Copy each of the items below word for word, keeping every line as it stands.

— Given entries —
•••

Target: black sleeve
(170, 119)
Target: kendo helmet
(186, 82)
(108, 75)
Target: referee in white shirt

•••

— Task solution —
Target: black sleeve
(170, 119)
Target: kendo helmet
(186, 82)
(108, 75)
Target: referee in white shirt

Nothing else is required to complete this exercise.